* _TASK ITEM_
Please reproduce verbatim the lines below, from the first through the one with "column 139, row 223".

** Opening GIVEN ENTRIES block **

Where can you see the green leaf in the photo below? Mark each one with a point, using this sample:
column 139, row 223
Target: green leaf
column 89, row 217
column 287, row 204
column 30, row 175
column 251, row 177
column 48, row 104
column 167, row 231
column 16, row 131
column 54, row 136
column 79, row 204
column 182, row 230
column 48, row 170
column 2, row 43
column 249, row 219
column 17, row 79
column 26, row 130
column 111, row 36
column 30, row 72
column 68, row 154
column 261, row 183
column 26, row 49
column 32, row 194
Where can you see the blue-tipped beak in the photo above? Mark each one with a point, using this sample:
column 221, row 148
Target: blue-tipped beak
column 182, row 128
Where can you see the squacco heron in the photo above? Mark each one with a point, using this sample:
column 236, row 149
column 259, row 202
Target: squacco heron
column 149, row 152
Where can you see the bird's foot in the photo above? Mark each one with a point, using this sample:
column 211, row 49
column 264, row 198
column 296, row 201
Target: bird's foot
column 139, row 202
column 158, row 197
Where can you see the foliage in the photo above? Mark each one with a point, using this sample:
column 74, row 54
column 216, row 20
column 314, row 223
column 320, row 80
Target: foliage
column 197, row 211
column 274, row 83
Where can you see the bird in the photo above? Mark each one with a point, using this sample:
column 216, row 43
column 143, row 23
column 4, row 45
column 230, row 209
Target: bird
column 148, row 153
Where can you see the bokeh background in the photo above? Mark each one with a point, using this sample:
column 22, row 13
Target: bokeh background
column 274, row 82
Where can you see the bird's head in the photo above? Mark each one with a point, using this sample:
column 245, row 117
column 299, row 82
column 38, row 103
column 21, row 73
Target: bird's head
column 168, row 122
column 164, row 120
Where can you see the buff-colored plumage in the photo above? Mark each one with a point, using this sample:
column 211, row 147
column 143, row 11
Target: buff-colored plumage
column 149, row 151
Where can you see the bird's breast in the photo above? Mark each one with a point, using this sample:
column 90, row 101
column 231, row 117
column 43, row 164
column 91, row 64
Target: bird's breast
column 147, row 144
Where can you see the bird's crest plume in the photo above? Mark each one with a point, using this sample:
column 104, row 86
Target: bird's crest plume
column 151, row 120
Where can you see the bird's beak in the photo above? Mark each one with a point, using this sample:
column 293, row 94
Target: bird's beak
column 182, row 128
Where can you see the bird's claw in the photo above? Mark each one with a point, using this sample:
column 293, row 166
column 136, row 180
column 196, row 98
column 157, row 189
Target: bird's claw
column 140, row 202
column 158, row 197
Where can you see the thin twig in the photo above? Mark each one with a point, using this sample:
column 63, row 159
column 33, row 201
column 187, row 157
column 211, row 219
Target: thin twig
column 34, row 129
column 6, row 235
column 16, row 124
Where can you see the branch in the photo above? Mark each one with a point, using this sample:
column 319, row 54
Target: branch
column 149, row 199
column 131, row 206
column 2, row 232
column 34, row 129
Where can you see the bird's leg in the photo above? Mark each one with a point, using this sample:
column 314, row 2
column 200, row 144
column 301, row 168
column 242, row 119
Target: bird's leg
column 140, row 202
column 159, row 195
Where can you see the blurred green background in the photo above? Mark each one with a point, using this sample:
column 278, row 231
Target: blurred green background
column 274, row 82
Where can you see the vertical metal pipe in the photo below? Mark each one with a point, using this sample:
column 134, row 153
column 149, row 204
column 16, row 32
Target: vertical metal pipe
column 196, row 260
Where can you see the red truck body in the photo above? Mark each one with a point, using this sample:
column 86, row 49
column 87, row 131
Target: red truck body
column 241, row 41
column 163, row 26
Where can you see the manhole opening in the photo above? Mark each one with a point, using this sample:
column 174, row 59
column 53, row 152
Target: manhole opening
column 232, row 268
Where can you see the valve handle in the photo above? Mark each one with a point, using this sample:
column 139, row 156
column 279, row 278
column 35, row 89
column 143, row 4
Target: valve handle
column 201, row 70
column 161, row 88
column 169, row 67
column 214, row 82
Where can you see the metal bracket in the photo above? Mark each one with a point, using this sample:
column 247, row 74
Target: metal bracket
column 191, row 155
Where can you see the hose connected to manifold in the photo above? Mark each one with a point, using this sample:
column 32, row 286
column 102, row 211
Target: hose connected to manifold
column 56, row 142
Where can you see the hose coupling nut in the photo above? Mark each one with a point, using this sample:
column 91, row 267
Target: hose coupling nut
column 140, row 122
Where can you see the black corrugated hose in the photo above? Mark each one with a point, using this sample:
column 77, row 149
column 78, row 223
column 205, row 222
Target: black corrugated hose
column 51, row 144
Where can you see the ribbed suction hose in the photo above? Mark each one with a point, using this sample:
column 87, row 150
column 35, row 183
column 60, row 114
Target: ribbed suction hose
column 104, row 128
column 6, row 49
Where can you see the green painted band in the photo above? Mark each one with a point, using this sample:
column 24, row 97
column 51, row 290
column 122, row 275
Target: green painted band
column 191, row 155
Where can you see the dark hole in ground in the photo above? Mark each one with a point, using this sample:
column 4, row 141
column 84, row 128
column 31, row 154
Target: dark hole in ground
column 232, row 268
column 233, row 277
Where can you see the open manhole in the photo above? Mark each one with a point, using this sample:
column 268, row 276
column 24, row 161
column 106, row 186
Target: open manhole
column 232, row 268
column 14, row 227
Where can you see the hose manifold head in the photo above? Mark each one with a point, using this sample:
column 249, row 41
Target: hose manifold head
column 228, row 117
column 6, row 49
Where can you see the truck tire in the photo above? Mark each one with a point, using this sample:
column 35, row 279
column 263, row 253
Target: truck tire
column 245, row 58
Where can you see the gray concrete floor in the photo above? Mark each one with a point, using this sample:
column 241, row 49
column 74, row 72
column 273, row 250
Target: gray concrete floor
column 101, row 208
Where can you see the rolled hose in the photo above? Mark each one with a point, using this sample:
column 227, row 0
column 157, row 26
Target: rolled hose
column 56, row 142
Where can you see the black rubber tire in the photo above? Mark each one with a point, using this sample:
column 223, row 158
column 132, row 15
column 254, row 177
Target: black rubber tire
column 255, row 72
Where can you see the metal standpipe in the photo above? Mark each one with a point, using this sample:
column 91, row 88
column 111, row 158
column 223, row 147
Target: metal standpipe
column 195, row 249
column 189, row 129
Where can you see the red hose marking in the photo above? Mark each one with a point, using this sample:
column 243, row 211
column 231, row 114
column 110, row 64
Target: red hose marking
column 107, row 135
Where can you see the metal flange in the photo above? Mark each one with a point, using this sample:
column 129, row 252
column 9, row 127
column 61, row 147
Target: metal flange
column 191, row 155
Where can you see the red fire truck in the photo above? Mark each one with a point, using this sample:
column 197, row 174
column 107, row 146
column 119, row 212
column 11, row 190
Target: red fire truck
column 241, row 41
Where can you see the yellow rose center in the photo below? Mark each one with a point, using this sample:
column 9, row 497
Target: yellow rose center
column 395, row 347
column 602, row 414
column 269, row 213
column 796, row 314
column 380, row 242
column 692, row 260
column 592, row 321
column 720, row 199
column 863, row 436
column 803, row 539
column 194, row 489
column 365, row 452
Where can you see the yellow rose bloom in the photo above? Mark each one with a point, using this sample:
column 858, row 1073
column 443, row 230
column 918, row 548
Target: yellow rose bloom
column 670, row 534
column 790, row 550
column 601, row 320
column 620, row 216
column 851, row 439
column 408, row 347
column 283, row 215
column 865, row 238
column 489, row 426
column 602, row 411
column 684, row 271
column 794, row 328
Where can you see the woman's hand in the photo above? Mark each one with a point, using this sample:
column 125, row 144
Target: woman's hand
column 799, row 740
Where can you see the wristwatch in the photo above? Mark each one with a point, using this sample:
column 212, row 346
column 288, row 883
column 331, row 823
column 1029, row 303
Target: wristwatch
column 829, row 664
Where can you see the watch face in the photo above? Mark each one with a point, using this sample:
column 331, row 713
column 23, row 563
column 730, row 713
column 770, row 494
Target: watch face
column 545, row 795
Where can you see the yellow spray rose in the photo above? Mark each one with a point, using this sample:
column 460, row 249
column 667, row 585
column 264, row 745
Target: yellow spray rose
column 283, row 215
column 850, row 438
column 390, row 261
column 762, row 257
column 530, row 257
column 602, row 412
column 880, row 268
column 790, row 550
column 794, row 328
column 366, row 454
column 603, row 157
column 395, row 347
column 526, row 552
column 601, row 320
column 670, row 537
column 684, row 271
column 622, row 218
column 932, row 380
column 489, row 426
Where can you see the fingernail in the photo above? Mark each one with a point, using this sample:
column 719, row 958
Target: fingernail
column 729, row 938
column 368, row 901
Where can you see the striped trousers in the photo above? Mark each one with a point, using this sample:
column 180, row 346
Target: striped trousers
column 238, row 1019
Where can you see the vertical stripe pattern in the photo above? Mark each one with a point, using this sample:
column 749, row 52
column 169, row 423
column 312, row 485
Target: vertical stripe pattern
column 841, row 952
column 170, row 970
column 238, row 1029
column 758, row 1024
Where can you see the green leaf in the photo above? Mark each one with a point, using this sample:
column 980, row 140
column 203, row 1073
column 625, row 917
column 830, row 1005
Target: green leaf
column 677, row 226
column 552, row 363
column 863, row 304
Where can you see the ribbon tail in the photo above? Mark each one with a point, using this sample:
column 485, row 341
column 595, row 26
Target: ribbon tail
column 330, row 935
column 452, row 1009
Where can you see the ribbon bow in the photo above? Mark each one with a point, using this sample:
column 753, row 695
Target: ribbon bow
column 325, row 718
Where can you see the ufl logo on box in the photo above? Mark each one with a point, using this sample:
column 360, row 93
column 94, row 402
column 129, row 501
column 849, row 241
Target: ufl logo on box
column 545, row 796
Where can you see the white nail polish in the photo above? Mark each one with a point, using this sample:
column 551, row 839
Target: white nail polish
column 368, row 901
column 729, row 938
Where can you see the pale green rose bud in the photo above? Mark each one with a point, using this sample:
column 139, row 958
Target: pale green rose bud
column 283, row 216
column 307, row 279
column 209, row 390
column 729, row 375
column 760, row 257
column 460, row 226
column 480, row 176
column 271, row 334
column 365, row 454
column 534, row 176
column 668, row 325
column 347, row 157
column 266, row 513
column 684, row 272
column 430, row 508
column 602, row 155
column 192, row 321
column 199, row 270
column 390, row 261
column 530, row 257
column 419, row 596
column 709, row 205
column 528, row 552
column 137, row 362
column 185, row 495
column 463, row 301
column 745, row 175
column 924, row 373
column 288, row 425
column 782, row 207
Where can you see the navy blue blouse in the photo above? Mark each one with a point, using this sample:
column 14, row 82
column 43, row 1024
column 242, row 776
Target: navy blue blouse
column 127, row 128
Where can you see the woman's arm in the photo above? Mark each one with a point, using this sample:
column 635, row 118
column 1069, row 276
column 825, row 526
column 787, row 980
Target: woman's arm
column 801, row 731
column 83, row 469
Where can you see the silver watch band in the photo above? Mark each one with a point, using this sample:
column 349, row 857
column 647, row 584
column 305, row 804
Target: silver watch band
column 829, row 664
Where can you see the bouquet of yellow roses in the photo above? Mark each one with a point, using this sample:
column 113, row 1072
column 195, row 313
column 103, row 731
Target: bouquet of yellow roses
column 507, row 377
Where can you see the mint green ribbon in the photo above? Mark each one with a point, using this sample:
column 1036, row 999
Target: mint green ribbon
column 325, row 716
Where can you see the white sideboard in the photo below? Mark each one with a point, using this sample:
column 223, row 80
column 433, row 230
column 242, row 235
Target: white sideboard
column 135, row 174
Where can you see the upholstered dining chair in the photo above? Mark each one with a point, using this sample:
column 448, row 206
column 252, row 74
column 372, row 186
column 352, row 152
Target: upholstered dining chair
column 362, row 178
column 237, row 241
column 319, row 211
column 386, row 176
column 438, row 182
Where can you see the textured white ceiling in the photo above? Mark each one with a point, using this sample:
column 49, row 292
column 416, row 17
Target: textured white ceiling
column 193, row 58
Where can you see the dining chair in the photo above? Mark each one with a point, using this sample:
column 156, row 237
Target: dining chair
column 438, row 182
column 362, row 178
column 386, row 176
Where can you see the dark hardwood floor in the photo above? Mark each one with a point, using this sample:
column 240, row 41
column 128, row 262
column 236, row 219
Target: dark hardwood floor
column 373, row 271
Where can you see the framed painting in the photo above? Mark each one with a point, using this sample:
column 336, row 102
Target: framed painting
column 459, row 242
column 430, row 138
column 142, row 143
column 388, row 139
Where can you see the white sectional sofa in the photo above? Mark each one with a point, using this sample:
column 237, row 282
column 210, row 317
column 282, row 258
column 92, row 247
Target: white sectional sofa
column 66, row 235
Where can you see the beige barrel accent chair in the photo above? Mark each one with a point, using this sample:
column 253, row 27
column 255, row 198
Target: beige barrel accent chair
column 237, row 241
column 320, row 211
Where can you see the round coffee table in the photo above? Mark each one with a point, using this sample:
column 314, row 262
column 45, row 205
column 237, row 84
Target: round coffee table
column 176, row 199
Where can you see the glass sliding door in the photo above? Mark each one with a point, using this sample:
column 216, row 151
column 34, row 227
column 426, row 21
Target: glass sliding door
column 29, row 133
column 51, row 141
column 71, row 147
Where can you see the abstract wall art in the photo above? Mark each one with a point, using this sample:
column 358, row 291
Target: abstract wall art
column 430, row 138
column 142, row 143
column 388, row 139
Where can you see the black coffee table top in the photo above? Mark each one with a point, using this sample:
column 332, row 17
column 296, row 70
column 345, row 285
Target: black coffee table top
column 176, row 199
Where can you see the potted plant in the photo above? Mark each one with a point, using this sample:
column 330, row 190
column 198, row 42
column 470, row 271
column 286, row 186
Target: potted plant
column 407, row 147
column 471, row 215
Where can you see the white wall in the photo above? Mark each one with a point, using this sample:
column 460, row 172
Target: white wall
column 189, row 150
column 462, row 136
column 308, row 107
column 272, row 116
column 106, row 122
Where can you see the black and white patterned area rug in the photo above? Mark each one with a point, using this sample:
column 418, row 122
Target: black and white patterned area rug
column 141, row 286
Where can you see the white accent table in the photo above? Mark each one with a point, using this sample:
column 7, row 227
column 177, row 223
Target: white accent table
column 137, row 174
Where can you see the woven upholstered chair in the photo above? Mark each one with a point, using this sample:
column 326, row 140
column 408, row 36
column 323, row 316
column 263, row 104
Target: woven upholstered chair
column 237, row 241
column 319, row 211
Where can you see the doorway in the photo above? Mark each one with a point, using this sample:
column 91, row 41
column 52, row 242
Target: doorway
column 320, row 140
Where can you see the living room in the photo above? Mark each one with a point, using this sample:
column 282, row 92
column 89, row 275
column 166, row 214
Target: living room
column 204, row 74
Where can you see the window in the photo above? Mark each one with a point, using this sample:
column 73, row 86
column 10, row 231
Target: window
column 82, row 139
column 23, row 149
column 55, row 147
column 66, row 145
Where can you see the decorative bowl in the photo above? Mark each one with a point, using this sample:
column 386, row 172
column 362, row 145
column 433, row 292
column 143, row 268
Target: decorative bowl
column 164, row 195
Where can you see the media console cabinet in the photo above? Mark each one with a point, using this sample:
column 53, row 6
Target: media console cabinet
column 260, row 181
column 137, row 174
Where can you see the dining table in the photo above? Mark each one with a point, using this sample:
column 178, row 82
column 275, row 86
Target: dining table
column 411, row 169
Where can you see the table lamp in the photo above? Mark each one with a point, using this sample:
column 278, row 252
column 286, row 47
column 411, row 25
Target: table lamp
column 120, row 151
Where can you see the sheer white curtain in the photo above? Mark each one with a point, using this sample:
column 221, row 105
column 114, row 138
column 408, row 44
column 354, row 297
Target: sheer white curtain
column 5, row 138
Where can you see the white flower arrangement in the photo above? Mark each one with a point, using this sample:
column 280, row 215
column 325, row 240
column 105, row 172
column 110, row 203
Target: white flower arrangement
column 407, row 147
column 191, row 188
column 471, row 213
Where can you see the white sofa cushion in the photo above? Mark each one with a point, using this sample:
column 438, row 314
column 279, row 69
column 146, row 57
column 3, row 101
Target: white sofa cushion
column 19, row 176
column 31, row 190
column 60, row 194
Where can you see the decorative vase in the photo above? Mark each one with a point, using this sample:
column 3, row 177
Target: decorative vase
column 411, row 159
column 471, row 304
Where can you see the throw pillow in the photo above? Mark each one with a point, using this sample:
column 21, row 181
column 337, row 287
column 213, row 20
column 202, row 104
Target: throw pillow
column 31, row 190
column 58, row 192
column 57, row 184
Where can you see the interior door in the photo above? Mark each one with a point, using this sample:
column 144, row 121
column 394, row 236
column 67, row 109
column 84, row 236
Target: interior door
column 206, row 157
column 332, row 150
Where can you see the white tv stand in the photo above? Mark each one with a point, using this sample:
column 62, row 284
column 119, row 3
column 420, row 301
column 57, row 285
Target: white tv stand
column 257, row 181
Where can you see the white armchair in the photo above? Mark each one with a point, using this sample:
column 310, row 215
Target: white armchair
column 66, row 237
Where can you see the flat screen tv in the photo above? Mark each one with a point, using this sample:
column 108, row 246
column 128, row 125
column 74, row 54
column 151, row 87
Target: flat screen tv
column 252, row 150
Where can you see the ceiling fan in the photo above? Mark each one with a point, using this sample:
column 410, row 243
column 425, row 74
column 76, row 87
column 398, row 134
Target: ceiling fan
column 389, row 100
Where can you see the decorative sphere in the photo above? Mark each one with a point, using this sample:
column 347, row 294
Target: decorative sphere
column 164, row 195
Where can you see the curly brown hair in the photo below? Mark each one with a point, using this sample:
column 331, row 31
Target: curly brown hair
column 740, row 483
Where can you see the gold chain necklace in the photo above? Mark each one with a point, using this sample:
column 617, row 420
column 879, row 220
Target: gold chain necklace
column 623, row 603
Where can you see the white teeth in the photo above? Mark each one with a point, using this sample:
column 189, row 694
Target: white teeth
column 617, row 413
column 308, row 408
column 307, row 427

** Closing GIVEN ENTRIES block **

* _ANSWER TO THE PROBLEM_
Where can you see the green leaf in the photo below? Mark each one with a point, using this sample:
column 139, row 223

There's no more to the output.